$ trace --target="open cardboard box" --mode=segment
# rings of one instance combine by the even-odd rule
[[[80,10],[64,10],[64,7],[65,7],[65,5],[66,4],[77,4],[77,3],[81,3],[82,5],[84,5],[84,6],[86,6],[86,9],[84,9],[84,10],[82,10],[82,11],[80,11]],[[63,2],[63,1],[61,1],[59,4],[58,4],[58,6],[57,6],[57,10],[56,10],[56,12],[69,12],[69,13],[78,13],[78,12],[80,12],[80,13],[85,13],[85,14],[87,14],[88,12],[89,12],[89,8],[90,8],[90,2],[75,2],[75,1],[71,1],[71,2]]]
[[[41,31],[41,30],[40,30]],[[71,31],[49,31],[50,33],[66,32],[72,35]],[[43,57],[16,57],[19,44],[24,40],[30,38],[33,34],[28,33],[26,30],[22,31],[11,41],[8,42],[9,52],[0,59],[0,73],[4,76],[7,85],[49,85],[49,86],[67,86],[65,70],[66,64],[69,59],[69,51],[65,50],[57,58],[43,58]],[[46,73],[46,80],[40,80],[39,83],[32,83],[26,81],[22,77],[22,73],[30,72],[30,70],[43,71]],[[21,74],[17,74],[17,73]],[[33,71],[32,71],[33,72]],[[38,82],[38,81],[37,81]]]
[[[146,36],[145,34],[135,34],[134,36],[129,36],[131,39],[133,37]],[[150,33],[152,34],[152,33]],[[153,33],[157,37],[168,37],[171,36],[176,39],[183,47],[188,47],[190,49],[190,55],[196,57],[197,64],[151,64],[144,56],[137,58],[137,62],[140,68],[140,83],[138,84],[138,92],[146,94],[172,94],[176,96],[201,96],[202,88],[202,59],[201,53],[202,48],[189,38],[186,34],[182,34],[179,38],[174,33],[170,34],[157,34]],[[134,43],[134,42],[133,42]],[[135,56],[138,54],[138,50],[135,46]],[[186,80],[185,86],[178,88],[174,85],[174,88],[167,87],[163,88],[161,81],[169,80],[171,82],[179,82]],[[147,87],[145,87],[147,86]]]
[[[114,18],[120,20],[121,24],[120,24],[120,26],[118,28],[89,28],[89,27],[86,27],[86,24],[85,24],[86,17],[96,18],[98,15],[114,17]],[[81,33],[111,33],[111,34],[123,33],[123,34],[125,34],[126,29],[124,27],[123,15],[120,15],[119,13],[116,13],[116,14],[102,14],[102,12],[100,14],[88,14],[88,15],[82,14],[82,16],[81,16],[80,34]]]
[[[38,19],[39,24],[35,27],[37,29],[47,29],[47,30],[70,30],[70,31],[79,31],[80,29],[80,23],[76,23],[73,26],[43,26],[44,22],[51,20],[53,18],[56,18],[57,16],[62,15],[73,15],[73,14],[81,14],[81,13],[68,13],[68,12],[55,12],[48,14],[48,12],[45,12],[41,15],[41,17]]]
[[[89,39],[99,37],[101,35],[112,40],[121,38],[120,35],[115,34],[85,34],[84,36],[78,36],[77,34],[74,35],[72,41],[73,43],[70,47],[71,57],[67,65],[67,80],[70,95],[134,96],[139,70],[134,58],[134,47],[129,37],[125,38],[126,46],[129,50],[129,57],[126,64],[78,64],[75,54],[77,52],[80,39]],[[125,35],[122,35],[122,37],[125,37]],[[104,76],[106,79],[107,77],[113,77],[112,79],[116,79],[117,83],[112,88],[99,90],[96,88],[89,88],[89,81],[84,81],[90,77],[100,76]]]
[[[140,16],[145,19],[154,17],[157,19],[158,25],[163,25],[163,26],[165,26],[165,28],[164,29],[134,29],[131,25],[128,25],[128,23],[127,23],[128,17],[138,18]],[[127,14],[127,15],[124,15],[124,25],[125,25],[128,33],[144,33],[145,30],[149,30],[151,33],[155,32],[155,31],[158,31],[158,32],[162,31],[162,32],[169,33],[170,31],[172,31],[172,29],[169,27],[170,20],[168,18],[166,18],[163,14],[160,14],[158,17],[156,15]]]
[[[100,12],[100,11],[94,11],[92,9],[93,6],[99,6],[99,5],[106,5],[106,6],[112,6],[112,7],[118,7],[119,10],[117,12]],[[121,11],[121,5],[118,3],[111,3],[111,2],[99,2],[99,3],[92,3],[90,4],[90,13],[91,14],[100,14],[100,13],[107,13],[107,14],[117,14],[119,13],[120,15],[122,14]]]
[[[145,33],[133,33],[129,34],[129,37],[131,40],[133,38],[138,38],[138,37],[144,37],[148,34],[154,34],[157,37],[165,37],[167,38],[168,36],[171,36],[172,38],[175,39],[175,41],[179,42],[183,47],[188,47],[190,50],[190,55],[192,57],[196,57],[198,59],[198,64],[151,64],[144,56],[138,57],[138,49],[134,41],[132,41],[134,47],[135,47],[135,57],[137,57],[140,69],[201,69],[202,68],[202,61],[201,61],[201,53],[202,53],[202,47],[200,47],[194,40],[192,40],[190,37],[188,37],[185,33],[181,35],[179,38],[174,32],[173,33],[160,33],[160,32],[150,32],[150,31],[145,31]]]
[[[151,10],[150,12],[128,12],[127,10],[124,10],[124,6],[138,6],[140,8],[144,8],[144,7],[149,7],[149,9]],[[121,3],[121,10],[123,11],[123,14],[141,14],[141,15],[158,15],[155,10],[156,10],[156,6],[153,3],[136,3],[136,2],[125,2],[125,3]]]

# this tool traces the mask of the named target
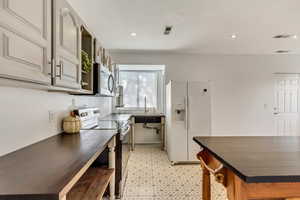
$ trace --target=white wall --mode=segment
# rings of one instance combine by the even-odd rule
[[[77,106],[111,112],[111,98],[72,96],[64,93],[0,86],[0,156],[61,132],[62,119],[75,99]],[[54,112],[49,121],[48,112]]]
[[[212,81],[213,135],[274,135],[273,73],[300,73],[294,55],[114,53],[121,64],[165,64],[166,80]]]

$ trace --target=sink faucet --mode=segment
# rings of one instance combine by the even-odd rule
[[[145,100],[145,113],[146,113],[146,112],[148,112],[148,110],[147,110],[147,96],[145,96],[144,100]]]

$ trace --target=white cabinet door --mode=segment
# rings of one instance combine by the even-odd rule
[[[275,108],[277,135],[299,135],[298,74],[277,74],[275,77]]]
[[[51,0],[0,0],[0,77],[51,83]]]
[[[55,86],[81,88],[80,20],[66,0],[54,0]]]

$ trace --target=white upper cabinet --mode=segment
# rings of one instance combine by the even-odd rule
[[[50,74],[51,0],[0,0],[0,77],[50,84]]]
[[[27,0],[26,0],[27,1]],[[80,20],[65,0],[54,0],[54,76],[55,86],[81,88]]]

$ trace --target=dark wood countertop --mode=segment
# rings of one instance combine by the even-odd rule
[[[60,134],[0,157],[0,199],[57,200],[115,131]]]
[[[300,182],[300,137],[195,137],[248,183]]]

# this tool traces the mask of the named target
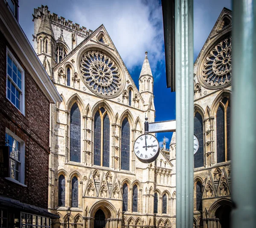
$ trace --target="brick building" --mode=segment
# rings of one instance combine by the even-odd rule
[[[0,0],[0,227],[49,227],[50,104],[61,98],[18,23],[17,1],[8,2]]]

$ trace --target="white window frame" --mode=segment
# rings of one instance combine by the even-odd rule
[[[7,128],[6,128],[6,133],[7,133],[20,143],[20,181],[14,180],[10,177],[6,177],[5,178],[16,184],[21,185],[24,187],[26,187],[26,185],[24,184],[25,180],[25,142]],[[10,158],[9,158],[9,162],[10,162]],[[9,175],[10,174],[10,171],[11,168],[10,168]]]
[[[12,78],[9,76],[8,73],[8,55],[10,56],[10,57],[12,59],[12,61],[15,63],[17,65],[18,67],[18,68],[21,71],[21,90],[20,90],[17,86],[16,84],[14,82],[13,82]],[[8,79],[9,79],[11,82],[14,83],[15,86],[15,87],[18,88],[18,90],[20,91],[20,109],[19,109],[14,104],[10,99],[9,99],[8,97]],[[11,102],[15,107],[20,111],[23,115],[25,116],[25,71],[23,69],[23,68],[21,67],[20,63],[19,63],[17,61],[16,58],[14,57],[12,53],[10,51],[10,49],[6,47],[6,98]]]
---+---
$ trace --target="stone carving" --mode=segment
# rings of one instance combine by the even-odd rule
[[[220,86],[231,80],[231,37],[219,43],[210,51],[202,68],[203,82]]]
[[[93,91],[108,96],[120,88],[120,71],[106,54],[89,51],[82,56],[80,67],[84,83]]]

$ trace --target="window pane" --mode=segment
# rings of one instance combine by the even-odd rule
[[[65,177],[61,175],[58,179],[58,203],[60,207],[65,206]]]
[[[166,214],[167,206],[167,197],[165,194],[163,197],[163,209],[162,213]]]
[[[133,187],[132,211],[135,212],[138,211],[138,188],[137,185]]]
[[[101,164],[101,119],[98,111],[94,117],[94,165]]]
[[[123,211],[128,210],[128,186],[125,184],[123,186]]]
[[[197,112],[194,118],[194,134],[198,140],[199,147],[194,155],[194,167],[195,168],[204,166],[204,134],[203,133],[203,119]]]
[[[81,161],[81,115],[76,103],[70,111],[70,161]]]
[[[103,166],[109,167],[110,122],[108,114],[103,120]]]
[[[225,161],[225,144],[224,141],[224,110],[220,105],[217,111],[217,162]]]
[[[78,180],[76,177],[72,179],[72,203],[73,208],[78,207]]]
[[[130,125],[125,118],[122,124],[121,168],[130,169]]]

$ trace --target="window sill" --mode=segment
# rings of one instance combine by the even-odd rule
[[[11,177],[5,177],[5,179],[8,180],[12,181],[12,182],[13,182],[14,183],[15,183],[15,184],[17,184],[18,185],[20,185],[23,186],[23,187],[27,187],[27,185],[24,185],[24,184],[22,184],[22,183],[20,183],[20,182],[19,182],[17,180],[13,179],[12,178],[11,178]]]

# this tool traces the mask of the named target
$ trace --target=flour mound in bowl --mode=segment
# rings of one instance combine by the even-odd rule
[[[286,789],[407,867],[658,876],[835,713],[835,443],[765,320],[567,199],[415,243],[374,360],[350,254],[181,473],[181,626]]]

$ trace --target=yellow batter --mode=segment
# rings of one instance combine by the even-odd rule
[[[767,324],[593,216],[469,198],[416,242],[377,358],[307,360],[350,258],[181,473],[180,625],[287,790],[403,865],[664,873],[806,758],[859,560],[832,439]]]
---+---
• _PROBLEM TO WORK ON_
Quote the lines in the first block, from the line containing "cabinet door --mode=segment" up to and including the line containing "[[[0,0],[0,227],[49,227],[50,104],[61,98],[18,23],[17,1],[8,2]]]", character for character. Leave out any picture between them.

• _CORRECT ANSWER_
$ trace --target=white cabinet door --mode=segment
# rings of one instance combine by the even-odd rule
[[[275,108],[277,135],[299,135],[298,74],[277,74],[275,77]]]
[[[51,0],[0,0],[0,77],[51,83]]]
[[[55,86],[81,88],[80,20],[66,0],[54,0]]]

$ trace --target=white upper cabinet --mode=segment
# rings of one instance combine by the even-odd rule
[[[50,74],[51,0],[0,0],[0,77],[50,84]]]
[[[27,0],[26,0],[27,1]],[[80,20],[65,0],[54,0],[54,76],[55,86],[81,88]]]

$ trace --target=dark wood countertop --mode=segment
# rings of one instance combine by the even-odd rule
[[[60,134],[0,157],[0,199],[57,200],[115,131]]]
[[[300,182],[300,137],[195,137],[248,183]]]

# this tool traces the mask of the named target
$ trace --target="brick building" --mode=segment
# rings of one instance combine by the even-odd rule
[[[0,0],[0,227],[49,227],[50,104],[61,98],[18,23],[17,1],[8,2]]]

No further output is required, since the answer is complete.